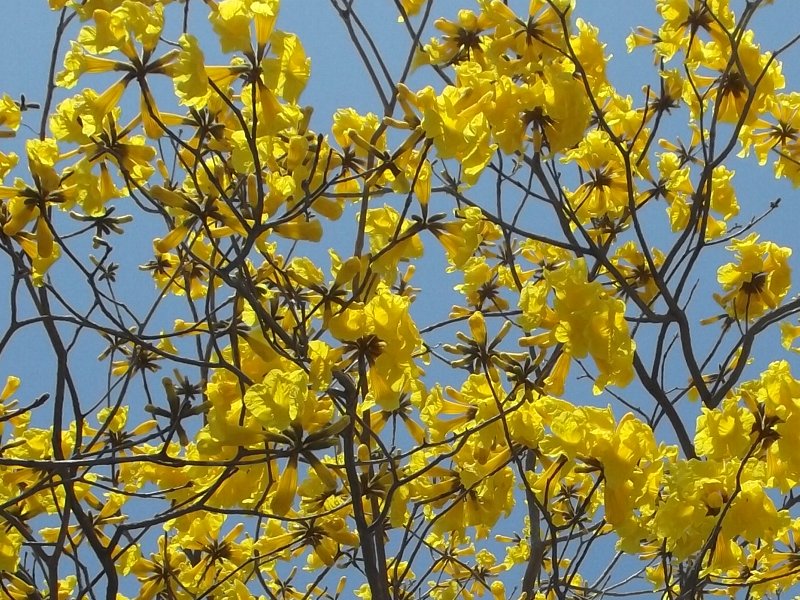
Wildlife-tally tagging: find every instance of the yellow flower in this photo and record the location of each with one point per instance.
(758, 281)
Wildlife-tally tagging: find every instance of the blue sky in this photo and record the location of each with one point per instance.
(338, 80)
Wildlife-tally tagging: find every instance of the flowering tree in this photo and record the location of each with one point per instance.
(283, 408)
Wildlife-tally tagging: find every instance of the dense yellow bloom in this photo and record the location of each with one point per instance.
(758, 281)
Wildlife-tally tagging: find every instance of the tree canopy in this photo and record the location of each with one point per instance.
(512, 333)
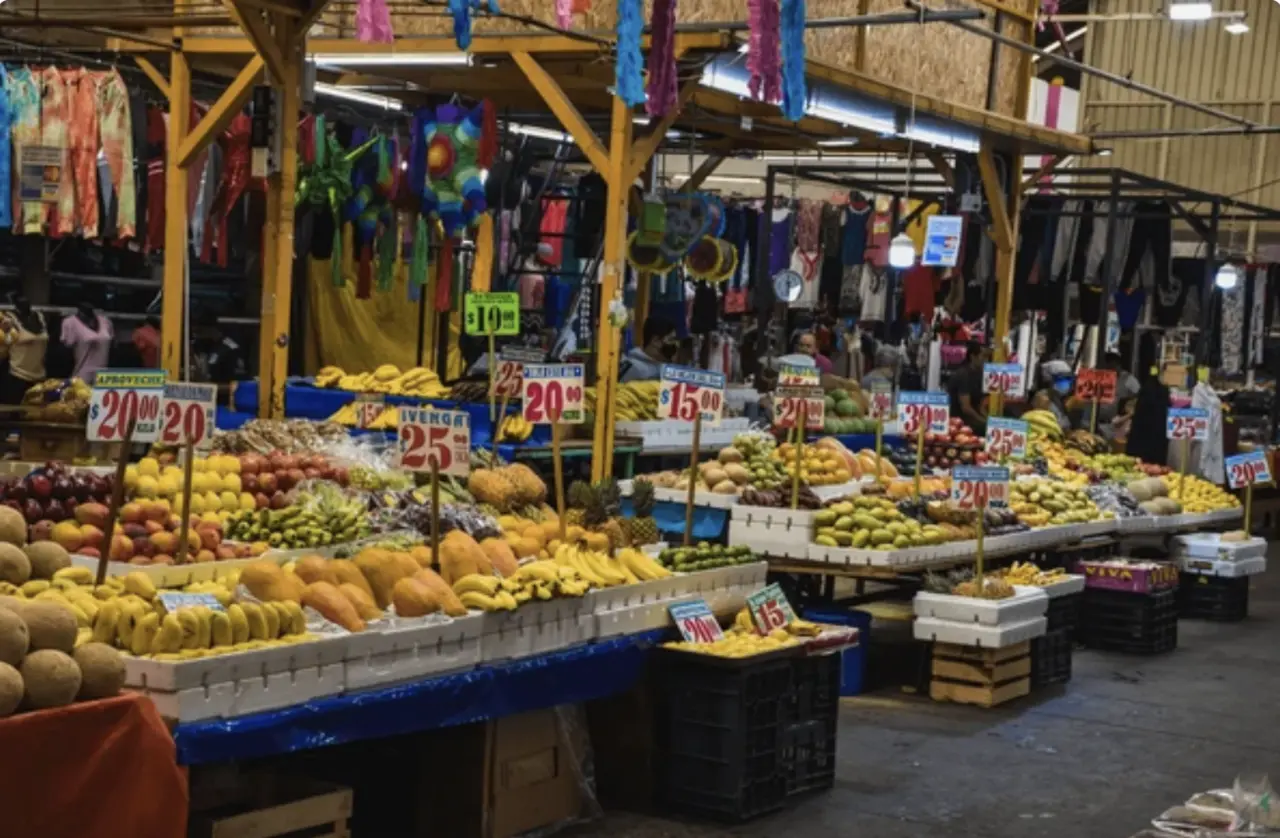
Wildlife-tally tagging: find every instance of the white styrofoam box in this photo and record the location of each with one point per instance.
(1069, 584)
(1024, 604)
(1210, 545)
(1229, 568)
(976, 633)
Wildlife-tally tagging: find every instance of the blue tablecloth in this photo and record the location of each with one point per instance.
(488, 692)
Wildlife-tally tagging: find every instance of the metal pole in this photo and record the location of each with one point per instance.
(1092, 71)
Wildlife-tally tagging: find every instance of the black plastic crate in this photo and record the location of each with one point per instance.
(1121, 621)
(809, 755)
(1215, 598)
(1051, 658)
(721, 733)
(1064, 612)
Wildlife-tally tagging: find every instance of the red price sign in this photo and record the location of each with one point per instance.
(188, 413)
(688, 393)
(786, 407)
(429, 436)
(769, 608)
(368, 410)
(1002, 378)
(1006, 436)
(979, 486)
(695, 622)
(553, 393)
(1096, 384)
(120, 397)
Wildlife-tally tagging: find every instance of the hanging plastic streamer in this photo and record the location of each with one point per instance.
(763, 58)
(629, 79)
(374, 22)
(662, 59)
(794, 91)
(563, 13)
(461, 12)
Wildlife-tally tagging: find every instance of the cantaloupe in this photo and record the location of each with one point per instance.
(46, 558)
(14, 639)
(101, 671)
(50, 678)
(10, 690)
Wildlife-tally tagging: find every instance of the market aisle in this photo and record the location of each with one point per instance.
(1125, 740)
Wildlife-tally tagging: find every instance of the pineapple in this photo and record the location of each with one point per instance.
(643, 529)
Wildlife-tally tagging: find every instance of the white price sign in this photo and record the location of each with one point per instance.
(1248, 470)
(928, 408)
(1005, 379)
(881, 402)
(508, 379)
(787, 402)
(122, 397)
(428, 435)
(553, 393)
(1006, 436)
(979, 486)
(685, 393)
(188, 413)
(1187, 424)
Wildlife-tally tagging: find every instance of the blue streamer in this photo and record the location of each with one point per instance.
(794, 90)
(627, 77)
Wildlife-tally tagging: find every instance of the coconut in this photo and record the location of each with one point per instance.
(50, 677)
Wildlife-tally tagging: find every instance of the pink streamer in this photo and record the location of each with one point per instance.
(662, 59)
(374, 22)
(565, 13)
(764, 50)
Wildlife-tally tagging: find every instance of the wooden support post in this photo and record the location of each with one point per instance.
(607, 337)
(173, 302)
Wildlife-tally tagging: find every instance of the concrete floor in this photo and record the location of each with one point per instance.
(1128, 737)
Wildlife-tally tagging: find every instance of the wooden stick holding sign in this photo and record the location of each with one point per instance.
(122, 463)
(188, 453)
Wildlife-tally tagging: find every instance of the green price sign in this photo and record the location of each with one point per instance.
(492, 314)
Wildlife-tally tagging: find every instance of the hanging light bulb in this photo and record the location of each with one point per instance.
(1228, 275)
(901, 251)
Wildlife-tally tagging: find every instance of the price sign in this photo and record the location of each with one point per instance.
(695, 622)
(1248, 470)
(428, 435)
(173, 600)
(1005, 379)
(369, 407)
(497, 314)
(1006, 438)
(786, 407)
(796, 375)
(1185, 424)
(769, 608)
(508, 379)
(188, 413)
(881, 402)
(123, 395)
(685, 393)
(553, 393)
(928, 408)
(979, 486)
(1096, 384)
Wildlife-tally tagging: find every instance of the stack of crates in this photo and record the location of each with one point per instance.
(739, 737)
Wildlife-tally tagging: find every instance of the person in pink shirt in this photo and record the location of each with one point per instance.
(88, 335)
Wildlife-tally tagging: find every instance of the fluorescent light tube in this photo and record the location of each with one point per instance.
(333, 91)
(1191, 10)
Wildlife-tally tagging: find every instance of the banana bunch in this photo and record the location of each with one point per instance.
(515, 429)
(1042, 424)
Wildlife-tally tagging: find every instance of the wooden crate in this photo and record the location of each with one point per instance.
(986, 677)
(280, 809)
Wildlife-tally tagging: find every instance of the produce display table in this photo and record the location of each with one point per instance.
(490, 691)
(97, 769)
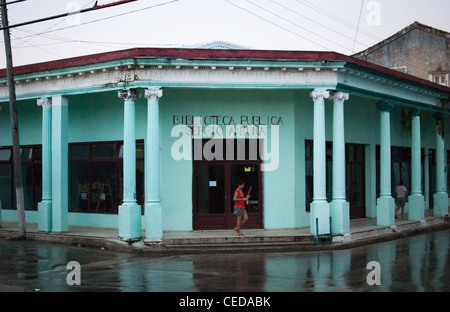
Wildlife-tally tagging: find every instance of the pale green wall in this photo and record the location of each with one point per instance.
(99, 117)
(279, 186)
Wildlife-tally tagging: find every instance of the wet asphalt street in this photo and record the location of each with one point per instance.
(420, 263)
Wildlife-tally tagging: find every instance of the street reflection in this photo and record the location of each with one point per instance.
(420, 263)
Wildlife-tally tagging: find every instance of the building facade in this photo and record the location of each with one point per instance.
(156, 139)
(418, 50)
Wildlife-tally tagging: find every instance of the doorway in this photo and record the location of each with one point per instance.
(214, 184)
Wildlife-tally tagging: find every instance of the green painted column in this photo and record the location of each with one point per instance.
(440, 197)
(320, 209)
(385, 203)
(339, 207)
(153, 210)
(45, 206)
(60, 164)
(416, 199)
(129, 211)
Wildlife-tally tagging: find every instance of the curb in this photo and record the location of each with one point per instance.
(255, 245)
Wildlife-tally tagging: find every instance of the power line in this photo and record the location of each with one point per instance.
(279, 26)
(318, 23)
(295, 24)
(110, 17)
(95, 7)
(357, 28)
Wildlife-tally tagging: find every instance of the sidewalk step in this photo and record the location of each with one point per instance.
(237, 241)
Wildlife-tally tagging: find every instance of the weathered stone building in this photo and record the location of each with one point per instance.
(419, 50)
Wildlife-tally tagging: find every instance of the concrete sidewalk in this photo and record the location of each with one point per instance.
(362, 232)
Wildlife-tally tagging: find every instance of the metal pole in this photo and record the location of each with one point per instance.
(20, 203)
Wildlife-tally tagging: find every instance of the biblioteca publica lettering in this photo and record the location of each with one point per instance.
(226, 120)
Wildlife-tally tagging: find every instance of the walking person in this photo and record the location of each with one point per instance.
(240, 200)
(400, 198)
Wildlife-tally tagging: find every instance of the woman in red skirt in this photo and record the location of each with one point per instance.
(239, 207)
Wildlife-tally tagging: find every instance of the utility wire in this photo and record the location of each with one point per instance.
(110, 17)
(279, 26)
(357, 28)
(297, 25)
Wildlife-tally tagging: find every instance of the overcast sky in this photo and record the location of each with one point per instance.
(326, 25)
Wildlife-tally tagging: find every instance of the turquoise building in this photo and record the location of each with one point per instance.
(154, 140)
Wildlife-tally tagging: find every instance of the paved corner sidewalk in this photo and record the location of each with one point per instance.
(362, 232)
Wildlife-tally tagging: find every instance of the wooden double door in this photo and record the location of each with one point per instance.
(214, 184)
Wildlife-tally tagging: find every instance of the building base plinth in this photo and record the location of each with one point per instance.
(416, 207)
(385, 211)
(153, 221)
(440, 204)
(340, 217)
(130, 222)
(321, 211)
(45, 216)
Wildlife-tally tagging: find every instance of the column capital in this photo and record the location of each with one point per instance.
(416, 112)
(153, 94)
(129, 95)
(385, 106)
(44, 102)
(320, 95)
(440, 117)
(337, 96)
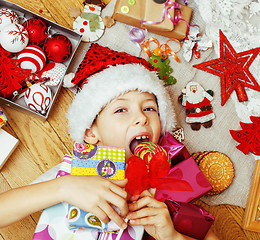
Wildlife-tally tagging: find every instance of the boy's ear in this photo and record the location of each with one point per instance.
(90, 137)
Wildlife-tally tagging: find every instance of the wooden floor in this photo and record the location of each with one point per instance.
(44, 143)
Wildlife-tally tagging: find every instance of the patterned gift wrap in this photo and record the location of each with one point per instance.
(89, 160)
(108, 162)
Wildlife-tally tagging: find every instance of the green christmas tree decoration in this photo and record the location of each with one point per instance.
(163, 68)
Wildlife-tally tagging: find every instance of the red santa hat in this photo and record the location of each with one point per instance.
(105, 74)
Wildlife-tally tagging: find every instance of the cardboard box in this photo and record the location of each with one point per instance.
(54, 28)
(136, 14)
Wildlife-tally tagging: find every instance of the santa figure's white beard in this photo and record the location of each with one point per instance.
(196, 97)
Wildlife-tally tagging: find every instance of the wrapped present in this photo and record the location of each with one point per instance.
(53, 221)
(159, 21)
(3, 118)
(190, 219)
(135, 14)
(108, 162)
(131, 233)
(188, 171)
(175, 149)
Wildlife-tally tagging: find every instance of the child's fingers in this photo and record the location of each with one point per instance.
(144, 212)
(100, 214)
(113, 215)
(117, 201)
(146, 201)
(145, 193)
(116, 187)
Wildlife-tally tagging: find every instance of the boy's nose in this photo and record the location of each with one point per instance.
(141, 119)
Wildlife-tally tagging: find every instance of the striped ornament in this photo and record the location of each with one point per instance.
(32, 57)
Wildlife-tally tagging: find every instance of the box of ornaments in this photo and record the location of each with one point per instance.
(34, 56)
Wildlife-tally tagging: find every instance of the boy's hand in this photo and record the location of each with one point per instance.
(153, 215)
(96, 194)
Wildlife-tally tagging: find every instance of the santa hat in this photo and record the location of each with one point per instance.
(105, 74)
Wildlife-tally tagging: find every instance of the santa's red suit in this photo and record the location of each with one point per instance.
(197, 103)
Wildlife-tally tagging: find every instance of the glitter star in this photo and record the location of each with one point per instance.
(233, 70)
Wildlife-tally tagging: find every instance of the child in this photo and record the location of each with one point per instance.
(120, 106)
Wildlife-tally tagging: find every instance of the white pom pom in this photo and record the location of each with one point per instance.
(67, 80)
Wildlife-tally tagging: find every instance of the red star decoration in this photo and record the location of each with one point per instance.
(233, 70)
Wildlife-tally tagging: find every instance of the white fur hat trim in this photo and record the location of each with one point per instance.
(104, 86)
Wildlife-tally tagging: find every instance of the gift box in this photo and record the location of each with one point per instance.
(53, 222)
(136, 13)
(190, 219)
(3, 118)
(108, 162)
(75, 40)
(189, 171)
(175, 149)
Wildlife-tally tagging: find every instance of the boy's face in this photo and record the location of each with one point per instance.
(128, 120)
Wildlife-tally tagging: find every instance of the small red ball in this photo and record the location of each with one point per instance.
(37, 30)
(58, 48)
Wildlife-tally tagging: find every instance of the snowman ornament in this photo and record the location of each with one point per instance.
(89, 24)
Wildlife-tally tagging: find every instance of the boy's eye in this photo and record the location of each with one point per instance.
(120, 110)
(150, 109)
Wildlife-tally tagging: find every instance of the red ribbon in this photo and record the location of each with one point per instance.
(142, 176)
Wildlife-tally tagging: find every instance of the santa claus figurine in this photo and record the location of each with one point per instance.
(198, 106)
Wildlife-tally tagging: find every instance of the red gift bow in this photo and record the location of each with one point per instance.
(142, 176)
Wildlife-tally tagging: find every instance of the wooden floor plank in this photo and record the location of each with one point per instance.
(38, 137)
(44, 143)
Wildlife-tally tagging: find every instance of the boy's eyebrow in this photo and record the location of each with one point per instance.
(124, 99)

#### Written task
Return, word for word, each line from the line that contains "Wildlife-tally tagging: find every instance of the red ribbon" to the end of the listing above; include both end lines and nothing else.

#### Output of the exercise
Wildlife-tally tagging: find every instance of the red ribbon in this photo and record the location of each with one point per instance.
(142, 176)
Wildlife-tally tagging: find every instance of the santa claus figurine in this photo and record the location of each with one point per instance.
(198, 106)
Wildlife-tally tagging: find every instance of the red gift bow in this photo and record the location of each with one point per instance.
(142, 176)
Wildlife-tally tagging: find every instance of the wooden floor plank in this photo and record the location of each with one point per instance.
(38, 137)
(44, 143)
Wildlife-tally tagging: find every instance of the boy's eyebrow in this photo and record the location of each with one point per instance.
(124, 99)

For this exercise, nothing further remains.